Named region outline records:
--- start ---

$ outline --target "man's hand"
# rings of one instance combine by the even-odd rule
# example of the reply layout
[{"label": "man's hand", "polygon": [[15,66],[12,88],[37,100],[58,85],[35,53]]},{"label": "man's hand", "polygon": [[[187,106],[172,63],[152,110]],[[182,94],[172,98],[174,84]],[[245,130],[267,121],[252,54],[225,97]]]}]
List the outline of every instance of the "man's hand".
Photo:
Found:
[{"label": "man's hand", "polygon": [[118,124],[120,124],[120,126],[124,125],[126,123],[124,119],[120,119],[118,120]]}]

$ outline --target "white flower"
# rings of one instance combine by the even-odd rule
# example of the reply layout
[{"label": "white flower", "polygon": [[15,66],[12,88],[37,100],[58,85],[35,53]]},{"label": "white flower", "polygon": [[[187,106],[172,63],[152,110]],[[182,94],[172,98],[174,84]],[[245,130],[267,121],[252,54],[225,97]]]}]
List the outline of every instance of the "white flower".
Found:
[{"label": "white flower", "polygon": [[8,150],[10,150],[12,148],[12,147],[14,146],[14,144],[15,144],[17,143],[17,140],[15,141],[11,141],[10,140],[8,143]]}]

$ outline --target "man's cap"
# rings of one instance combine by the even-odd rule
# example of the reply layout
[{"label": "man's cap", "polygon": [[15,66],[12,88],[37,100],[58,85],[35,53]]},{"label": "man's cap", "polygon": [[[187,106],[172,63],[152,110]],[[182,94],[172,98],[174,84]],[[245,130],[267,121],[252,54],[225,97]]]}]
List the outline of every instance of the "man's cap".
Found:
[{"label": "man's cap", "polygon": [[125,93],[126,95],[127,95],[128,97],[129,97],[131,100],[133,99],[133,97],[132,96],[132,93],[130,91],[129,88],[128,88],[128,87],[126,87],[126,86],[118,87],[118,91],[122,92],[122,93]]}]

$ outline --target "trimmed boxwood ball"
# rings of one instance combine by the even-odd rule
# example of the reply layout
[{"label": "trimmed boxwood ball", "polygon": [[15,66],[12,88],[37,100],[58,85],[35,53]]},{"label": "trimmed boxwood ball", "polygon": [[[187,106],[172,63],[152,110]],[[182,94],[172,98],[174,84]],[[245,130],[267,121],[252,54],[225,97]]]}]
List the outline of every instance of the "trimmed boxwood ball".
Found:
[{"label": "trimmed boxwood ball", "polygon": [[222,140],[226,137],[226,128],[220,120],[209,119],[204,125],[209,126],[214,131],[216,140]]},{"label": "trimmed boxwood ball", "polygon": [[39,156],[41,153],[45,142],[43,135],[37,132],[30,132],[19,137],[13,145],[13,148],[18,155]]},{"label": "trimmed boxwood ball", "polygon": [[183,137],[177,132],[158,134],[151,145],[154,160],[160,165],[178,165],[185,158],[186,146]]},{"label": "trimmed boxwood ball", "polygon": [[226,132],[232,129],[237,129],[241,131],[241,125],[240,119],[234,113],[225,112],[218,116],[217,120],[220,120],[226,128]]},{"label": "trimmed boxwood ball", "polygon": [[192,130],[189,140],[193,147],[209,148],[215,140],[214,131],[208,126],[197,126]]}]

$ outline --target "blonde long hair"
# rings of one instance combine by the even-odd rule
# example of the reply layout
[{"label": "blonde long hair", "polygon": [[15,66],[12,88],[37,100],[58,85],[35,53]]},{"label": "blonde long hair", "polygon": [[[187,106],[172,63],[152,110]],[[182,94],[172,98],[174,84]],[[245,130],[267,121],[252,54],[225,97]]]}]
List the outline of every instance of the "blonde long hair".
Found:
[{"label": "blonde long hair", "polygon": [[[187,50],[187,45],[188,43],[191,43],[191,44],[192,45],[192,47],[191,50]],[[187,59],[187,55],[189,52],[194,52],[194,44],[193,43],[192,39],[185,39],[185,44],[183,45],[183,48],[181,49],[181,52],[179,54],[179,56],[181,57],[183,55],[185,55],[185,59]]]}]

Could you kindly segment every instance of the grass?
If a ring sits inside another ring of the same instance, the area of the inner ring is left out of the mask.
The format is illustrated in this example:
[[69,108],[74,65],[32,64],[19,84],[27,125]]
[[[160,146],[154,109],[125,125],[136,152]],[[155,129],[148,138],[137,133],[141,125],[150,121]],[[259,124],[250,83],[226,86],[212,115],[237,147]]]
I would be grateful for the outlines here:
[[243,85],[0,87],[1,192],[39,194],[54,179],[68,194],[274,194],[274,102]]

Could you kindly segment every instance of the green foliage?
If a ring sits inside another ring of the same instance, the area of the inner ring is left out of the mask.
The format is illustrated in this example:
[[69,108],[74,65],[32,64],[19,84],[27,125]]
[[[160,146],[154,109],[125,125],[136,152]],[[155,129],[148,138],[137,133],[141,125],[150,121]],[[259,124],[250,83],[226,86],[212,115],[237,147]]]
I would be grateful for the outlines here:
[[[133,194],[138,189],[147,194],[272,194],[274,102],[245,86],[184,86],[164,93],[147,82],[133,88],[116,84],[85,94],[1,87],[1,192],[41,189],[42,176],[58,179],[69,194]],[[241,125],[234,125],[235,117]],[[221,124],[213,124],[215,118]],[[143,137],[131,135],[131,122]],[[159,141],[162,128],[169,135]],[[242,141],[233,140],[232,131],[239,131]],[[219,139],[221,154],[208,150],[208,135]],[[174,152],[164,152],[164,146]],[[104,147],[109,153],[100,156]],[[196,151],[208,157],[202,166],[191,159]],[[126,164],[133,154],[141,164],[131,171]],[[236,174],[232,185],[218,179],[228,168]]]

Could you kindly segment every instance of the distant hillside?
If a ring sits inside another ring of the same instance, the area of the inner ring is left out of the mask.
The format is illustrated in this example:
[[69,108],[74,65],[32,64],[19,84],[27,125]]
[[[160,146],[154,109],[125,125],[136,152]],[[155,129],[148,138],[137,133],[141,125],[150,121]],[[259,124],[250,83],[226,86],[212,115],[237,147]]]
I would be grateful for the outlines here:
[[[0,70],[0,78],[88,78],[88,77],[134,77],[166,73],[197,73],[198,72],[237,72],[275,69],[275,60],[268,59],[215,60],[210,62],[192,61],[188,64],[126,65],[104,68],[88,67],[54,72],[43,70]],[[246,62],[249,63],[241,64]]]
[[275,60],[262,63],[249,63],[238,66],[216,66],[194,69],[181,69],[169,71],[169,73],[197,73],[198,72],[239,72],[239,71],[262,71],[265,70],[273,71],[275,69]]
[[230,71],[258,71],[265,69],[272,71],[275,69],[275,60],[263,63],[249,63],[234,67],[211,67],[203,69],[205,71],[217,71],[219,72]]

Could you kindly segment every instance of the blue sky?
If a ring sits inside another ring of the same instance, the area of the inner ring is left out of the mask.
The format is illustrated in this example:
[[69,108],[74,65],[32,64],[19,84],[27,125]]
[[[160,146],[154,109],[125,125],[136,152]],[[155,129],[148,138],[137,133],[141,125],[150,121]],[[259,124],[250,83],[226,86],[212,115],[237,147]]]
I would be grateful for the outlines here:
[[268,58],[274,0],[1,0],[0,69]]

--- end ---

Exercise details:
Repeat the entries exactly, all of them.

Solution to this task:
$ outline --target "man's hand"
# rings of one instance combine by the even-odd rule
# example of the reply layout
[{"label": "man's hand", "polygon": [[15,66],[12,88],[37,100],[58,85],[35,53]]},{"label": "man's hand", "polygon": [[[187,106],[172,63],[152,110]],[[182,94],[172,98],[174,84]],[[245,130],[267,121],[252,54],[225,97]]]}]
List the outline of every instance of the "man's hand".
Photo:
Found:
[{"label": "man's hand", "polygon": [[118,124],[120,124],[120,126],[124,125],[126,123],[124,119],[120,119],[118,120]]}]

$ outline --target "white flower"
# rings of one instance combine by the even-odd rule
# example of the reply layout
[{"label": "white flower", "polygon": [[15,66],[12,88],[37,100],[58,85],[35,53]]},{"label": "white flower", "polygon": [[[187,106],[172,63],[152,110]],[[182,94],[172,98],[174,84]],[[245,130],[267,121],[252,54],[225,97]]]}]
List the outline of every instance of the "white flower".
Found:
[{"label": "white flower", "polygon": [[8,150],[10,150],[12,148],[12,147],[14,146],[14,144],[15,144],[17,143],[17,140],[15,141],[11,141],[10,140],[8,143]]}]

$ outline --target "man's cap"
# rings of one instance combine by the even-odd rule
# example of the reply layout
[{"label": "man's cap", "polygon": [[15,66],[12,88],[37,100],[58,85],[35,53]]},{"label": "man's cap", "polygon": [[[187,106],[172,63],[152,110]],[[182,94],[172,98],[174,84]],[[245,130],[267,121],[252,54],[225,97]]]}]
List the outline of every instance of the "man's cap".
Found:
[{"label": "man's cap", "polygon": [[125,93],[126,95],[127,95],[128,97],[129,97],[131,100],[133,99],[133,97],[132,96],[132,93],[130,91],[129,88],[128,88],[128,87],[126,87],[126,86],[118,87],[118,91],[122,92],[122,93]]}]

$ outline --target "trimmed boxwood ball"
# rings of one instance combine by the even-odd rule
# example of the reply layout
[{"label": "trimmed boxwood ball", "polygon": [[15,66],[12,88],[37,100],[58,85],[35,53]]},{"label": "trimmed boxwood ball", "polygon": [[[187,106],[172,63],[152,110]],[[182,94],[172,98],[174,84]],[[245,130],[267,121],[252,54],[225,97]]]}]
List the outline of every instance of the "trimmed boxwood ball".
Found:
[{"label": "trimmed boxwood ball", "polygon": [[222,140],[226,137],[226,128],[220,120],[209,119],[204,125],[209,126],[214,131],[216,140]]},{"label": "trimmed boxwood ball", "polygon": [[39,156],[41,153],[45,142],[43,135],[37,132],[30,132],[19,137],[13,145],[13,148],[18,155]]},{"label": "trimmed boxwood ball", "polygon": [[183,137],[177,132],[158,134],[151,145],[154,160],[160,165],[178,165],[185,158],[186,146]]},{"label": "trimmed boxwood ball", "polygon": [[226,132],[232,129],[237,129],[241,131],[241,125],[240,119],[234,113],[225,112],[218,116],[217,120],[220,120],[226,128]]},{"label": "trimmed boxwood ball", "polygon": [[192,130],[189,140],[193,147],[209,148],[215,140],[214,131],[208,126],[197,126]]}]

$ outline --target "blonde long hair"
# rings of one instance combine by the even-odd rule
# example of the reply layout
[{"label": "blonde long hair", "polygon": [[15,66],[12,88],[37,100],[58,85],[35,53]]},{"label": "blonde long hair", "polygon": [[[187,106],[172,63],[152,110]],[[182,94],[172,98],[174,84]],[[245,130],[267,121],[252,54],[225,97]]]}]
List the outline of every instance of the "blonde long hair".
Found:
[{"label": "blonde long hair", "polygon": [[[187,50],[187,45],[188,43],[191,43],[191,44],[192,45],[192,47],[191,50]],[[187,59],[187,55],[189,52],[194,52],[194,44],[193,43],[192,39],[185,39],[185,44],[183,45],[183,48],[181,49],[181,52],[179,54],[179,56],[181,57],[183,55],[185,55],[185,59]]]}]

Could you kindly segment every instance of the grass?
If a ring sits inside another ring of the same instance, the area of the inner ring is left out of the mask.
The format is illustrated in this example:
[[69,108],[74,65],[32,64],[19,84],[27,125]]
[[[160,146],[154,109],[125,125],[136,152]],[[155,129],[148,138],[137,133],[141,125],[150,121]],[[259,124],[250,83],[226,86],[212,115],[237,147]]]
I would be grateful for the outlines here:
[[243,85],[0,87],[1,192],[39,194],[54,179],[68,194],[274,194],[274,102]]

Could you kindly segment every instance of the green foliage?
If a ring sits inside another ring of the same instance, the area of the inner ring is left out of the mask.
The format is illustrated in this example:
[[69,108],[74,65],[32,64],[19,84],[27,125]]
[[[160,146],[154,109],[125,125],[136,152]],[[155,129],[148,138],[137,133],[141,125],[150,121]],[[259,124],[250,83],[226,86],[212,115],[237,147]]]
I would be grateful for the outlines here:
[[[133,194],[138,189],[147,194],[272,194],[274,102],[245,86],[184,86],[164,93],[147,82],[133,88],[116,84],[85,94],[1,87],[1,192],[41,189],[42,176],[58,179],[69,194]],[[241,125],[234,125],[235,117]],[[221,124],[213,124],[215,118]],[[143,137],[131,135],[131,122]],[[159,141],[162,128],[169,135]],[[242,141],[233,140],[232,131],[239,131]],[[219,139],[221,154],[208,150],[208,135]],[[174,152],[164,152],[164,146]],[[104,147],[109,153],[100,156]],[[196,151],[208,157],[202,166],[191,159]],[[126,164],[133,154],[141,164],[131,171]],[[236,174],[232,185],[218,179],[228,168]]]

Could you kindly segment every instance of the distant hillside?
If a ring sits inside another ring of the same instance, the area of the inner ring is left out of the mask.
The format is illustrated in this example:
[[69,108],[74,65],[32,64],[19,84],[27,125]]
[[[160,146],[154,109],[125,125],[136,152]],[[155,129],[148,138],[137,133],[141,125],[150,121]],[[259,124],[250,83],[226,86],[212,115],[237,147]]]
I would be grateful for the outlines here:
[[[0,70],[0,78],[88,78],[88,77],[134,77],[166,73],[197,73],[198,72],[237,72],[275,69],[275,60],[268,59],[215,60],[210,62],[192,61],[188,64],[126,65],[104,68],[88,67],[54,72],[43,70]],[[246,62],[249,63],[241,64]]]
[[275,60],[262,63],[249,63],[238,66],[216,66],[194,69],[181,69],[169,71],[169,73],[197,73],[198,72],[239,72],[239,71],[262,71],[265,70],[273,71],[275,69]]
[[230,71],[258,71],[265,69],[272,71],[275,69],[275,60],[263,63],[249,63],[234,67],[211,67],[203,69],[205,71],[217,71],[219,72]]

Could you kindly segment every instance of the blue sky?
If a ring sits inside another ring of the same instance, the area of the inner ring is left out of the mask.
The format is illustrated in this example:
[[69,108],[74,65],[32,64],[19,84],[27,125]]
[[[160,146],[154,109],[125,125],[136,152]],[[155,129],[148,138],[137,133],[141,125],[150,121]],[[259,124],[250,83],[226,86],[212,115],[237,147]]]
I would be grateful for the outlines here:
[[268,58],[274,0],[1,0],[0,69]]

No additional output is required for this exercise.